#### [Enunciado]
Reproduza a parte do texto sobre o filme que começa em "O novo capítulo" e vai até "que são surpresas.", trocando "elenco" por "time de atores".

O novo capítulo é dirigido por Louis Leterrier, após a saída repentina de Justin Lin por causa de decisões criativas no roteiro. Além das perseguições de carro, que são de encher os olhos, outro grande atrativo do filme é o elenco. 

Temos a equipe quase completa de Vin Diesel (Dominic Toretto), que ele chama de família - Michelle Rodriguez (Letty Toretto), Tyrese Gibson (Roman), Ludacris (Tej), Nathalie Emmanuel (Megan), Jordana Brewster (Mia) e Sung Kang (Han).


Mas as novidades caras do longa são atores como Jason Momoa (Dante Reyes), Jason Statham (Deckard Shaw), Charlize Theron (Cipher), Brie Larson (Tess), Helen Mirren (Magdalene, mãe de Deckard), Scott Eastwood (Little Nobody), John Cena (Jakob Toretto) e outros que são surpresas.

A premissa do 10º filme parte dos acontecimentos de "Velozes e Furiosos 5: Operação Rio” (2011), quando descobrimos que o famoso traficante do Rio de Janeiro, Hernan Reyes, que morreu naquele filme, tem um filho chamado Dante. 


Ele quer vingança contra Toretto, fazendo com que sua família e todos a seu redor sofram pela morte do pai dele e a perda da fortuna que estava no cofre roubado por Dom e Brian (Paul Walker) no Rio de Janeiro. 

Dante vai caçar Dom em diversos locais - Los Angeles, Londres, Brasil, Portugal, Roma e até na Antártida -, usando tecnologia de ponta e mercenários bem pagos.


Pontos positivos

Um dos pontos positivos do longa é apostar em personagens isolados, vindos de filmes passados da saga. O próprio Dante teve passagem relâmpago no capítulo 5 e agora é o vilão na disputa com Dom. Temos também caras novas, como Isabel (Daniela Melchior), ligada ao mesmo longa.

#### [Amostra dos dados]
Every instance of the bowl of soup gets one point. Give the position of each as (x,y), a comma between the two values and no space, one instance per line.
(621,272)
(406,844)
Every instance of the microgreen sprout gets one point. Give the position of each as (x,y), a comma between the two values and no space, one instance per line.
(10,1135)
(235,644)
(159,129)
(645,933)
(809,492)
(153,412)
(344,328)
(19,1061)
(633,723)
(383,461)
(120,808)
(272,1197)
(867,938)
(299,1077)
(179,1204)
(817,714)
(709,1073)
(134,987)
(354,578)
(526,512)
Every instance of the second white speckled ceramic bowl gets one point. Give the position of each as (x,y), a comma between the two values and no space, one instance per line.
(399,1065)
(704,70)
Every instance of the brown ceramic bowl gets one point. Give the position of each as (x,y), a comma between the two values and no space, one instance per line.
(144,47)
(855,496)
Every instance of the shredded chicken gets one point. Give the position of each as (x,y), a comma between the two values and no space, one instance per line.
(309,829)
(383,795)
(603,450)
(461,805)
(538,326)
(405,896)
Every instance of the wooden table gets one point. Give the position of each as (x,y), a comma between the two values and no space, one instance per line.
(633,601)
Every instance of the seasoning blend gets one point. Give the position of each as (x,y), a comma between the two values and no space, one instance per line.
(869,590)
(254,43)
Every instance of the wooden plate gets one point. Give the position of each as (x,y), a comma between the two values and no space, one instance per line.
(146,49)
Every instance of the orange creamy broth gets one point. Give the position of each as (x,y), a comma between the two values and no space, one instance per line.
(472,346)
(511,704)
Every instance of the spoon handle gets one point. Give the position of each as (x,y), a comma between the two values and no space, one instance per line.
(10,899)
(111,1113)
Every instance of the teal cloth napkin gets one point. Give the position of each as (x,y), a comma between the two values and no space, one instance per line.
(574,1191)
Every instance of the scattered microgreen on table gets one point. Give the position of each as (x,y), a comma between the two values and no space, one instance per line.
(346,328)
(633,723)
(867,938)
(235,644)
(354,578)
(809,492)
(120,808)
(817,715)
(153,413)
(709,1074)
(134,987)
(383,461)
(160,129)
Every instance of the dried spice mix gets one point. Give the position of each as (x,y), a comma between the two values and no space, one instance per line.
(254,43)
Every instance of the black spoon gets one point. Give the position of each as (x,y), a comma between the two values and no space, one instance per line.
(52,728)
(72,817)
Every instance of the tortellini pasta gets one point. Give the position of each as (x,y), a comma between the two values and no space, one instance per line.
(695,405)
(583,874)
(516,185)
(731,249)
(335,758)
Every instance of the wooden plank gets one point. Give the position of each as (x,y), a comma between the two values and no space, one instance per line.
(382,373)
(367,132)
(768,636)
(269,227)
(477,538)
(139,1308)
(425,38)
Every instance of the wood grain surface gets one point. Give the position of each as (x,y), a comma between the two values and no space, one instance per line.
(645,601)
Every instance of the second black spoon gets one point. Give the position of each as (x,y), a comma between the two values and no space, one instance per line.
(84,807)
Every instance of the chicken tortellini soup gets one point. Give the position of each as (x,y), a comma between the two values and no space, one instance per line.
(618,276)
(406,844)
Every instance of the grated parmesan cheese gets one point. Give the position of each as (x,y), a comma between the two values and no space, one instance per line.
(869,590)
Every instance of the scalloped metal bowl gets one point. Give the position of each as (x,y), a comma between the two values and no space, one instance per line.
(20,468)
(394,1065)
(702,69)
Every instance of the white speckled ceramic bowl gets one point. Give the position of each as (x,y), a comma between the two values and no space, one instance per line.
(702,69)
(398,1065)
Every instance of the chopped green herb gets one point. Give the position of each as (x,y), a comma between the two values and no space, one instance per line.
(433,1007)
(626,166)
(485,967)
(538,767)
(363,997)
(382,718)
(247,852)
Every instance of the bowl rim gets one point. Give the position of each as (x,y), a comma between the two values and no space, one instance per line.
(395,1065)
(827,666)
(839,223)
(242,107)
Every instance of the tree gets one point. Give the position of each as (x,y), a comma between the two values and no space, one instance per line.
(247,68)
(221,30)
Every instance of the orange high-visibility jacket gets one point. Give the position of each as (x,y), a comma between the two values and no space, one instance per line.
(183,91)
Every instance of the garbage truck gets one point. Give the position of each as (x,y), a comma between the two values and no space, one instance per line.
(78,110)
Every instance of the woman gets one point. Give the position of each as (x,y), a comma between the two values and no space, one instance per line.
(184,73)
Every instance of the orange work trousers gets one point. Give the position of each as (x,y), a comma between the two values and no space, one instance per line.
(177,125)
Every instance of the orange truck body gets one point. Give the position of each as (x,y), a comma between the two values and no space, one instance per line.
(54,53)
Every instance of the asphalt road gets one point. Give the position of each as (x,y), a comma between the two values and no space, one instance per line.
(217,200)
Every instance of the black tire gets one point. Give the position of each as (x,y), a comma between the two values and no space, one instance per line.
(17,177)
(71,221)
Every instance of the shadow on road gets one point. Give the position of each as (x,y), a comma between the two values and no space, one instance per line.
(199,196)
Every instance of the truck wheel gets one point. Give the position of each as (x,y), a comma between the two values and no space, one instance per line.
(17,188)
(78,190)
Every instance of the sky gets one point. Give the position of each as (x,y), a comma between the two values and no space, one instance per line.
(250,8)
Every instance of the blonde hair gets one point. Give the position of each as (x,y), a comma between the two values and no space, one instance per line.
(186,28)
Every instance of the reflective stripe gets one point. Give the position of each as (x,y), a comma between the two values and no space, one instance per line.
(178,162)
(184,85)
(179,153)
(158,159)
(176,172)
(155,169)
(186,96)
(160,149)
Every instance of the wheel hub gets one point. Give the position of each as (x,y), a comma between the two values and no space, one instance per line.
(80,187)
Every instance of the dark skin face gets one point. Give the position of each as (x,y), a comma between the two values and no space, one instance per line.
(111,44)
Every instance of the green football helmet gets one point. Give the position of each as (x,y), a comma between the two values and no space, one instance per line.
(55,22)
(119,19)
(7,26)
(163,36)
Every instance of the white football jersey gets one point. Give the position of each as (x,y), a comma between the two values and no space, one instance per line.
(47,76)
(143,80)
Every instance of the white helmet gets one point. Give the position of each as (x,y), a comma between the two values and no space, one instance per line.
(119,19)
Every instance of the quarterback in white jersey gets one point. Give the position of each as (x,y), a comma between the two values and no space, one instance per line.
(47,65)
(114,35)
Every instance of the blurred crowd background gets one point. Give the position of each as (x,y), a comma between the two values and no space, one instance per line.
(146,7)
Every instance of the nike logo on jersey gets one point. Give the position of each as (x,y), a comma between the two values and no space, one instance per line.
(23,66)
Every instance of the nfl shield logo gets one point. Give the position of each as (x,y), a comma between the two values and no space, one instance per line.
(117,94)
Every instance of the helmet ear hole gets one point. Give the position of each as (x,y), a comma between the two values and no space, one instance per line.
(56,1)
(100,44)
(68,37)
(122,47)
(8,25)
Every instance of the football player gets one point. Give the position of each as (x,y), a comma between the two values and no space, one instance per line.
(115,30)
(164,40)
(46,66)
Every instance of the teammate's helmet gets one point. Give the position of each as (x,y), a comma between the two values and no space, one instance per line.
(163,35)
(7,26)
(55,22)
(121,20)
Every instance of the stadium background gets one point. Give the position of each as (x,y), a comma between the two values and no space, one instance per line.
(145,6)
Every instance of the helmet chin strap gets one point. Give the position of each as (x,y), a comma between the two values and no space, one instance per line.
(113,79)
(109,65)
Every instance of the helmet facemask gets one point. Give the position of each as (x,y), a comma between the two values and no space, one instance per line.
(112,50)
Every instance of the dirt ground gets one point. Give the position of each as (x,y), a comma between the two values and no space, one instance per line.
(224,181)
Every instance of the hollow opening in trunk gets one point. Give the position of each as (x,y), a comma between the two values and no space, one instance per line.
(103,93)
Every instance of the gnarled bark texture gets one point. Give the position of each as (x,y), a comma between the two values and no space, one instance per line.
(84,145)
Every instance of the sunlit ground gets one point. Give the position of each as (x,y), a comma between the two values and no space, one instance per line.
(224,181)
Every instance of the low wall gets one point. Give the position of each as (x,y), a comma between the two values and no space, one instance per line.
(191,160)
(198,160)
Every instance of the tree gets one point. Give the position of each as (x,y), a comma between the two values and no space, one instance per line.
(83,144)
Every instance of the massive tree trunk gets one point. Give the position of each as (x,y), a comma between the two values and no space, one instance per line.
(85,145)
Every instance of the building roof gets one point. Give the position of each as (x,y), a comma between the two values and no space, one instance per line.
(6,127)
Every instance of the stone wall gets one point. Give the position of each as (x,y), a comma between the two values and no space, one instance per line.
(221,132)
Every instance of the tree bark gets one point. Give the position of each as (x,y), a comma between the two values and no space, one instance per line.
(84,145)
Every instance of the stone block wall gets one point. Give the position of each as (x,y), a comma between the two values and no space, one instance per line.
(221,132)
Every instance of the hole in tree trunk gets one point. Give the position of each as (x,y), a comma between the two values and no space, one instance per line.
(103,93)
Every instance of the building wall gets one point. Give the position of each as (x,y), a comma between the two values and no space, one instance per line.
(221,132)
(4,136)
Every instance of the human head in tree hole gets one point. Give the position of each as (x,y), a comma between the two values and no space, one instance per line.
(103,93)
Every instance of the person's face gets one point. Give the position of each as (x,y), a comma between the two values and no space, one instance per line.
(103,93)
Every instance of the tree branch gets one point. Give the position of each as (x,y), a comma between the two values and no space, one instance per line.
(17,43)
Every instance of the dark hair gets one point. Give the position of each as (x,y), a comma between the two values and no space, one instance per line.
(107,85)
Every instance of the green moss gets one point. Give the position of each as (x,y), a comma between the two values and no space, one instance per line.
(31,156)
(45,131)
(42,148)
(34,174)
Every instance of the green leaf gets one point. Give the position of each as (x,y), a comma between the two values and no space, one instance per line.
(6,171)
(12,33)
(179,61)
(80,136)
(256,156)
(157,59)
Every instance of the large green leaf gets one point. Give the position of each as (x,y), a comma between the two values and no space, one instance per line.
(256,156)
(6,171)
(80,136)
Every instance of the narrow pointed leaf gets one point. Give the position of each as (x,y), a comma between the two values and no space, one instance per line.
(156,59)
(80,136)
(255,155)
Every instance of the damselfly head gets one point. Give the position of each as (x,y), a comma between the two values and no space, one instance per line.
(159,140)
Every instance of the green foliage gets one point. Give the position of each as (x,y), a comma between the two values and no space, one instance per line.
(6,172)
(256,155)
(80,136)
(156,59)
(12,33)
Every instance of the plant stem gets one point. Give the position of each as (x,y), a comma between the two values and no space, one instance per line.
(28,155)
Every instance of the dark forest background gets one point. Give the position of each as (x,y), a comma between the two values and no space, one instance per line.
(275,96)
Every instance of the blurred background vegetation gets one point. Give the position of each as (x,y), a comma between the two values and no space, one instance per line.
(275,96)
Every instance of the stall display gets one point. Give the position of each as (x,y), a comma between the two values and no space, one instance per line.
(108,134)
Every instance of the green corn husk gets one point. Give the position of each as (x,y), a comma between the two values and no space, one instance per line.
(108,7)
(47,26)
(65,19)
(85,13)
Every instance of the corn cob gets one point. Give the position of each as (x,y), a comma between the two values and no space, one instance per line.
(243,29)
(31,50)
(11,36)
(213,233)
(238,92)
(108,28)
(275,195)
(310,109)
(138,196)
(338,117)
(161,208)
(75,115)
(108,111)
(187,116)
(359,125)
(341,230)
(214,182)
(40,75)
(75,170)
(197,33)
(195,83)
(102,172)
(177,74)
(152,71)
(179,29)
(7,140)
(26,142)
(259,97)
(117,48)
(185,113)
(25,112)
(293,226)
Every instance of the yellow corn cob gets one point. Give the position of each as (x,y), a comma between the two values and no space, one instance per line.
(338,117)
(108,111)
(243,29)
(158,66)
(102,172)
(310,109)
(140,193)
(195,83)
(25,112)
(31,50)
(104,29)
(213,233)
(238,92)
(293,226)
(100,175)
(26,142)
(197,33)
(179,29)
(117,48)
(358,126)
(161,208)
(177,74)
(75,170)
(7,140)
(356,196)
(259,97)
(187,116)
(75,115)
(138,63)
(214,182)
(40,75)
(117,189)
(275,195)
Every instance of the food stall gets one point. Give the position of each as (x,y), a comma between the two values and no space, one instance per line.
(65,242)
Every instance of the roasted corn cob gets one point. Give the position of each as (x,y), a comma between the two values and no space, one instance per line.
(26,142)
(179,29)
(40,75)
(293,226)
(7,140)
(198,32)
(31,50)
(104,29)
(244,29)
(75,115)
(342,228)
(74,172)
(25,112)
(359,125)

#### [Resolução]
O novo capítulo é dirigido por Louis Leterrier, após a saída repentina de Justin Lin por causa de decisões criativas no roteiro. Além das perseguições de carro, que são de encher os olhos, outro grande atrativo do filme é o time de atores. 

Temos a equipe quase completa de Vin Diesel (Dominic Toretto), que ele chama de família - Michelle Rodriguez (Letty Toretto), Tyrese Gibson (Roman), Ludacris (Tej), Nathalie Emmanuel (Megan), Jordana Brewster (Mia) e Sung Kang (Han).


Mas as novidades caras do longa são atores como Jason Momoa (Dante Reyes), Jason Statham (Deckard Shaw), Charlize Theron (Cipher), Brie Larson (Tess), Helen Mirren (Magdalene, mãe de Deckard), Scott Eastwood (Little Nobody), John Cena (Jakob Toretto) e outros que são surpresas.